Where a line below holds the string "building", that line goes into the answer.

**Records for the task**
-----
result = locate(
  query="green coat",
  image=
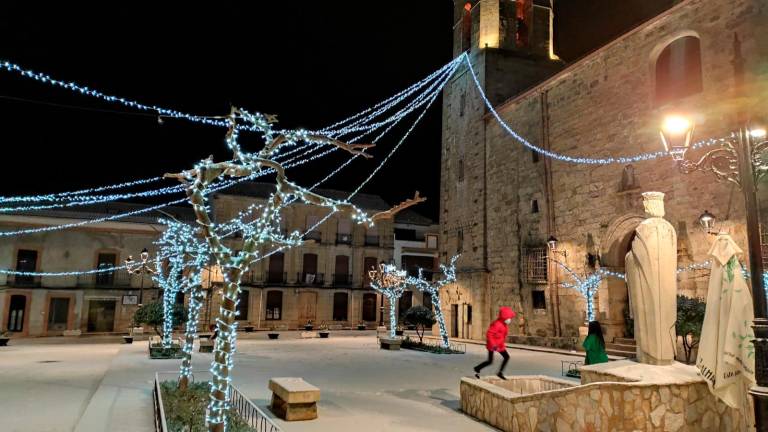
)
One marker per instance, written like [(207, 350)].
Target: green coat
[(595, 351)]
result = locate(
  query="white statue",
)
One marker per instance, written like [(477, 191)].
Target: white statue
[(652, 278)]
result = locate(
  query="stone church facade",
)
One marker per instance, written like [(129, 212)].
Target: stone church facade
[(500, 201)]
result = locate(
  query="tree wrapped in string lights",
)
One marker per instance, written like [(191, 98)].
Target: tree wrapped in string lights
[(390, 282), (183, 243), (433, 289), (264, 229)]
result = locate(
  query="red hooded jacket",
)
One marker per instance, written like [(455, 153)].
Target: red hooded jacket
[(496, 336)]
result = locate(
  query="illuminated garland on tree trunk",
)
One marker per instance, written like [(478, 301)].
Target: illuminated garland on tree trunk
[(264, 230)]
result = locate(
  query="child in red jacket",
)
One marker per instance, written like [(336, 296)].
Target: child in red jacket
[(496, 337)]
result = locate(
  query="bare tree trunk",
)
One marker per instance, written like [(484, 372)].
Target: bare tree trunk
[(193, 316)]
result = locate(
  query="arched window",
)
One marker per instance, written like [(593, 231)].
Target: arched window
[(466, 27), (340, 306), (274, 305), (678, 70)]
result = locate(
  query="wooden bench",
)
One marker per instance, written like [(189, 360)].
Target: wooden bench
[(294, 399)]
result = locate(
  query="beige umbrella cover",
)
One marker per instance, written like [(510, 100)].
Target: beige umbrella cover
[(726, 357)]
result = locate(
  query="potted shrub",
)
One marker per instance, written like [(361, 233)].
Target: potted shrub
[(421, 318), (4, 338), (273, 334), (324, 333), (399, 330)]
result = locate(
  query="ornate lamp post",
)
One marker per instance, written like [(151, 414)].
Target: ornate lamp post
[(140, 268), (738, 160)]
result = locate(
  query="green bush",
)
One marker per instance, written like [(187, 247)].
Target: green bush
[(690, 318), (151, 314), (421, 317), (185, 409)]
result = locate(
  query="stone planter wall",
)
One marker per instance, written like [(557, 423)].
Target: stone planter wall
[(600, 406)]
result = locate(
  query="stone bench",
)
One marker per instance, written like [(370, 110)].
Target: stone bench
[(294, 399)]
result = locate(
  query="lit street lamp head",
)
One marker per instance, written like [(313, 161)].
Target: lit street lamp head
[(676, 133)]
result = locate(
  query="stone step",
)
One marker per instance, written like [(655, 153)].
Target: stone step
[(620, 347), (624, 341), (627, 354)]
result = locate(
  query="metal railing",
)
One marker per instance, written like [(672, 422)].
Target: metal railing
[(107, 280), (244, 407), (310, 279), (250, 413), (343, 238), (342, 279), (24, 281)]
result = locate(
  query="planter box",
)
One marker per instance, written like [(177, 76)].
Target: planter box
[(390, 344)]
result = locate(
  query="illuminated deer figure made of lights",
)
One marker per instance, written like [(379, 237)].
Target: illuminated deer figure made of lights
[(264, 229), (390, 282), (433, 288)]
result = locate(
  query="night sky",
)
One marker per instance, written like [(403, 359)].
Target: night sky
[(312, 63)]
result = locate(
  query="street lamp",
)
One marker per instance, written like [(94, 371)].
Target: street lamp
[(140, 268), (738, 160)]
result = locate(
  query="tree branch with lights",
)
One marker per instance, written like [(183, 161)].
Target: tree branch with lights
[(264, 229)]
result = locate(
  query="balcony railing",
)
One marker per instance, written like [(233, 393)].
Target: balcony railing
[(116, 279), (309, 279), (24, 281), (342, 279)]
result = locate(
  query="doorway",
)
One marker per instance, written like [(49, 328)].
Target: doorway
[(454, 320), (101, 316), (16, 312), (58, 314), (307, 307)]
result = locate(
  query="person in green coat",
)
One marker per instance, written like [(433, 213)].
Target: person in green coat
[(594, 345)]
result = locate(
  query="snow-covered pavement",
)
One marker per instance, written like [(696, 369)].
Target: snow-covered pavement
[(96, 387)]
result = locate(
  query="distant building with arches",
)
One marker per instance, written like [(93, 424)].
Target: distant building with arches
-----
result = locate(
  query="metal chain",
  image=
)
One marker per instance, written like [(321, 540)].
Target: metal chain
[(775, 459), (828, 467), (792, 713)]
-----
**Task solution**
  query="distant building with arches",
Target: distant building with arches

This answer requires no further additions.